→ **Short exercise**
Images should be left out, and everything else in the listing reproduced exactly.

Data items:
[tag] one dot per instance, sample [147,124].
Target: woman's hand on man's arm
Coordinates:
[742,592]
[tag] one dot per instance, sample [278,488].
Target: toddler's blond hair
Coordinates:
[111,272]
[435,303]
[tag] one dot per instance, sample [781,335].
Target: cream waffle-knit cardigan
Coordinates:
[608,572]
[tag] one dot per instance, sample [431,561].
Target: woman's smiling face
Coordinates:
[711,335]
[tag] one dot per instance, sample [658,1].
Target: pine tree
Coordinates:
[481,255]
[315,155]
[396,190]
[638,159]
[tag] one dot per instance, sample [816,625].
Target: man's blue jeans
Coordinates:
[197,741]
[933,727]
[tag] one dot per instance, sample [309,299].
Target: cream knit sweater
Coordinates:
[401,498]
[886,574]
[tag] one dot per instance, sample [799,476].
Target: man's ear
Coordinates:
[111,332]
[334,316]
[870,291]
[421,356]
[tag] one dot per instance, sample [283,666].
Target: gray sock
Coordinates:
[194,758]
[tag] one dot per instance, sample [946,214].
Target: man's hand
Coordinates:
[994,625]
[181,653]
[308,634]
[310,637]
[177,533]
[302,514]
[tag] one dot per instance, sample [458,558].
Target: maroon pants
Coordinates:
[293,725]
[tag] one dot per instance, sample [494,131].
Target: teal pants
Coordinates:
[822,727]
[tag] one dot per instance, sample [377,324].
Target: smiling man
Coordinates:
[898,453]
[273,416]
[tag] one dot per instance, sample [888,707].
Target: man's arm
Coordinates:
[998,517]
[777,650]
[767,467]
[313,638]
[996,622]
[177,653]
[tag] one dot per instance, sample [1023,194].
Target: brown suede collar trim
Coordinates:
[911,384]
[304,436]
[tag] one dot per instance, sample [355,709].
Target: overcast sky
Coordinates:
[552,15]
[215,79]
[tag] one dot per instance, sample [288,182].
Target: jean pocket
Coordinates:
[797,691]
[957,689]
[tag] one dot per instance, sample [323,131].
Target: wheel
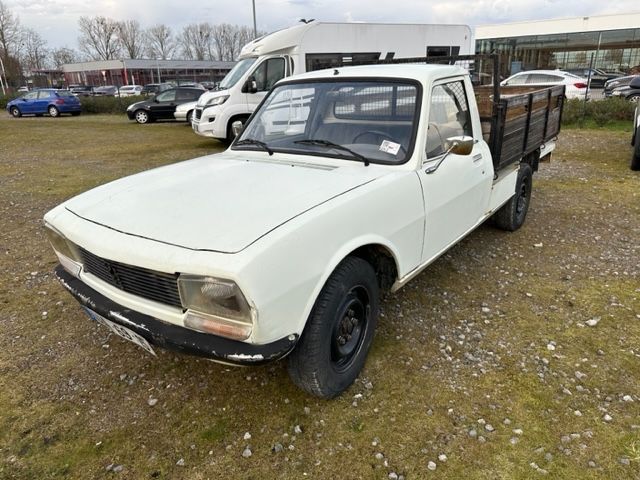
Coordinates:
[335,342]
[635,158]
[142,117]
[512,214]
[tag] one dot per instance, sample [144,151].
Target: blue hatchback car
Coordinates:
[48,100]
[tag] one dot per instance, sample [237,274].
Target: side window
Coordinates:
[448,116]
[268,73]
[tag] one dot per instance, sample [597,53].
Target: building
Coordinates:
[612,42]
[143,71]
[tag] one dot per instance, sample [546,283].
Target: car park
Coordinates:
[184,112]
[154,88]
[598,77]
[631,91]
[575,87]
[163,105]
[106,91]
[617,82]
[130,90]
[344,183]
[44,101]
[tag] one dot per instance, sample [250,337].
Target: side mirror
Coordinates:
[462,145]
[236,128]
[250,86]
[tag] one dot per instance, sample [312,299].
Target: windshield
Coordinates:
[236,73]
[361,120]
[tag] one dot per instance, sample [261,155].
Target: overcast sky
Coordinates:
[57,20]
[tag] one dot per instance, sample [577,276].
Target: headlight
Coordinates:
[65,250]
[215,306]
[216,101]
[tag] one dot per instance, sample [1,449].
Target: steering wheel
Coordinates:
[378,134]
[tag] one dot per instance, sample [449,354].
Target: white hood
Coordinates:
[217,203]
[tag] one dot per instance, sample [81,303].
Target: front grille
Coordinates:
[157,286]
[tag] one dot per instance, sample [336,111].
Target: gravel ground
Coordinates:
[513,356]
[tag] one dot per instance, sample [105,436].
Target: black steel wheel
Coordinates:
[512,214]
[334,345]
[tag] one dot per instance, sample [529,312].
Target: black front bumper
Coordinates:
[174,337]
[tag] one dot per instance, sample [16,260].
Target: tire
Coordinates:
[512,214]
[142,117]
[635,157]
[334,344]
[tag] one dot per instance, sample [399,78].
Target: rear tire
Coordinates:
[512,214]
[335,342]
[142,117]
[635,158]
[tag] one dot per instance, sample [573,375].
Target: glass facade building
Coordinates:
[611,49]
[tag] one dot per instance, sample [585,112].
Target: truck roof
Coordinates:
[421,72]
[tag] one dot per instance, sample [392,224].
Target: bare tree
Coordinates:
[131,38]
[34,51]
[160,42]
[62,56]
[197,41]
[99,37]
[10,43]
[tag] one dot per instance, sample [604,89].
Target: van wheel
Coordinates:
[335,342]
[512,214]
[635,159]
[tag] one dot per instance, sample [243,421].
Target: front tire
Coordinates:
[335,342]
[512,214]
[142,117]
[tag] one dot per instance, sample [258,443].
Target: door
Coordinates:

→ **Final result**
[tag] one dot per instance, sample [147,124].
Target: woman's hand on man's arm
Coordinates:
[742,592]
[tag] one dot per instance, sample [278,488].
Target: toddler's blond hair
Coordinates:
[111,272]
[435,303]
[tag] one dot per instance, sample [781,335].
Target: cream waffle-knit cardigan
Coordinates:
[608,572]
[tag] one dot per instance, sample [431,561].
Target: woman's smiling face
Coordinates:
[711,335]
[tag] one dot per instance, sample [658,1].
Target: pine tree
Coordinates:
[481,255]
[315,155]
[396,190]
[638,159]
[tag] one dot per instance, sample [816,625].
Target: man's blue jeans
Coordinates:
[197,741]
[933,727]
[tag] one dot per instance, sample [309,299].
Target: cream knit sweater
Coordinates:
[401,498]
[886,574]
[tag] one dot per instance, sample [799,476].
Target: man's ear
Coordinates:
[111,332]
[334,316]
[870,291]
[421,356]
[tag] one dot per instance, sample [283,666].
Target: gray sock
Coordinates:
[194,758]
[tag] one dot per instance, sample [946,214].
Target: man's hand
Coordinates:
[994,625]
[181,653]
[308,634]
[310,637]
[177,533]
[302,514]
[tag] one dot per instance, sample [458,558].
Target: maroon pants
Coordinates:
[293,725]
[tag] one dot per instance, sample [494,131].
Target: teal pants
Coordinates:
[822,727]
[tag] one dot per instance, sample [377,324].
Target: smiling man
Coordinates:
[898,453]
[273,416]
[tag] one dot per instance, sample [888,707].
Target: man's arm
Coordinates:
[998,517]
[777,650]
[767,467]
[313,638]
[996,622]
[177,653]
[tag] one dot per instance, sample [1023,194].
Target: brown suede collar trim
Coordinates:
[911,384]
[304,436]
[tag] one dot per instance, sample [355,709].
Target: overcast sky
Coordinates:
[552,15]
[215,79]
[tag] one dot per instance, sample [288,182].
Target: jean pocket
Coordinates:
[797,691]
[957,689]
[tag] one dot per instance, sample [323,131].
Target: wheel
Coordinates:
[335,342]
[635,158]
[142,117]
[512,214]
[tag] one dot per instance, sample [144,151].
Target: blue hatchback car
Coordinates:
[48,100]
[tag] one dot per instance, sample [237,274].
Target: side window
Coordinates:
[448,116]
[268,73]
[tag] one dot per instance, sample [597,53].
Target: building
Coordinates:
[612,42]
[143,71]
[tag] one dot per instance, sample [546,283].
Target: car park
Coordinates:
[184,112]
[154,88]
[598,77]
[631,91]
[575,87]
[163,105]
[106,91]
[617,82]
[130,90]
[344,183]
[44,101]
[tag] one dot per instance, sample [250,337].
Target: side mirror
Coordinates:
[462,145]
[236,128]
[250,86]
[tag] one dot per instance, sample [312,299].
Target: windshield
Coordinates:
[236,73]
[361,120]
[tag] one dot per instance, sample [261,155].
Target: overcast sky
Coordinates:
[57,20]
[tag] one dot per instance, sample [577,276].
Target: headlight
Coordinates:
[65,250]
[215,306]
[216,101]
[tag] one dot per instance, sample [1,449].
Target: steering wheel
Coordinates:
[378,134]
[tag] one dot per instance, sample [449,354].
Target: white hood
Coordinates:
[217,203]
[tag] one dot per instance, sample [81,303].
Target: front grille
Coordinates:
[157,286]
[tag] one dot per instance, sample [336,111].
Target: gravel ground
Coordinates:
[513,356]
[tag] one dot per instance, sample [105,436].
Target: black steel wheel
Coordinates:
[512,214]
[334,345]
[tag] one dot per instance, sample [529,312].
Target: black front bumper
Coordinates:
[174,337]
[tag] one dot per instance, sample [16,260].
Target: tire
Coordinates:
[512,214]
[142,117]
[635,157]
[334,344]
[tag] one dot per instance, sample [399,78].
Target: rear tire
Coordinates:
[512,214]
[335,342]
[142,117]
[635,158]
[tag] one dot per instance, sample [573,375].
Target: glass facade building
Coordinates:
[611,49]
[tag] one dot per instance, sample [585,112].
Target: truck roof
Coordinates:
[421,72]
[tag] one dot per instance, sample [392,224].
Target: bare tree
Coordinates:
[131,38]
[34,51]
[160,42]
[62,56]
[197,41]
[99,37]
[10,43]
[tag] one dot per instance, sample [604,89].
Target: van wheel
Coordinates:
[335,342]
[512,214]
[635,159]
[tag] one dot per instance, sample [243,421].
Target: front tire
Coordinates:
[335,342]
[512,214]
[142,117]
[tag] one dot per instance, sample [258,443].
Target: door
Coordinates:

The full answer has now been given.